■ What to produce
Exact copy, pictures excluded: output the lines from the opening of the entries through the line bearing "target | person's head".

═════ Exercise inputs ═════

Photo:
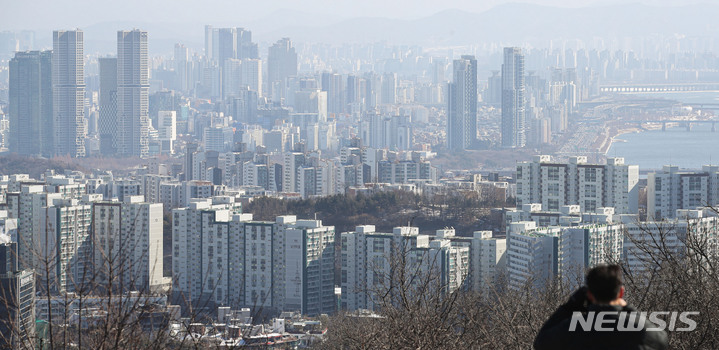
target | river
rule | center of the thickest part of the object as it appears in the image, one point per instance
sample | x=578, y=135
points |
x=676, y=146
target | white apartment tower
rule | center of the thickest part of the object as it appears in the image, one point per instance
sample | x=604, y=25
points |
x=489, y=261
x=68, y=81
x=513, y=109
x=462, y=107
x=133, y=87
x=590, y=186
x=127, y=239
x=671, y=189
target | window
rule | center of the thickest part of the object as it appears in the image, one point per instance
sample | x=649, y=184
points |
x=553, y=173
x=553, y=189
x=695, y=183
x=590, y=191
x=553, y=205
x=590, y=175
x=590, y=205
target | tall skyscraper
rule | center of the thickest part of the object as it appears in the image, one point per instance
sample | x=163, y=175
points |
x=281, y=64
x=462, y=105
x=68, y=80
x=132, y=93
x=513, y=119
x=107, y=122
x=30, y=109
x=252, y=75
x=181, y=57
x=245, y=49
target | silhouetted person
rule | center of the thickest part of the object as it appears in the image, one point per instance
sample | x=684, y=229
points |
x=604, y=293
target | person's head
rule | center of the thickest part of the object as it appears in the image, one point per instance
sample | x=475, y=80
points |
x=605, y=284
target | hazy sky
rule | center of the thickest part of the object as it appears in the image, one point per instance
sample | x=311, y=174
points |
x=55, y=14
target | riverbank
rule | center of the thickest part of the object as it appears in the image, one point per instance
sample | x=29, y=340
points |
x=611, y=135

═════

■ Written response
Photo:
target | river
rule | center of the thickest part of the object as it appears in the image, one point per instance
sample | x=578, y=135
points |
x=676, y=146
target | white apartment tower
rule | center of the thickest part of the object as it appears in the image, one point per instance
sample | x=604, y=25
points |
x=489, y=261
x=68, y=81
x=513, y=109
x=462, y=107
x=133, y=87
x=590, y=186
x=127, y=239
x=671, y=189
target | window
rule | center of the thickest part of the object as it appears in the image, one point per instance
sample | x=649, y=184
points |
x=553, y=173
x=553, y=189
x=695, y=183
x=590, y=191
x=553, y=205
x=590, y=175
x=590, y=205
target | tall skyscraper
rule | center of the thickest part of the object as it appears in the image, one point per instance
sample | x=163, y=175
points |
x=281, y=64
x=462, y=105
x=68, y=80
x=132, y=93
x=513, y=119
x=107, y=122
x=30, y=109
x=252, y=75
x=181, y=57
x=245, y=49
target | silhouetted person
rule | center of the thickest part of the object as it appears in the image, one point per instance
sample | x=684, y=229
points |
x=604, y=293
target | person's head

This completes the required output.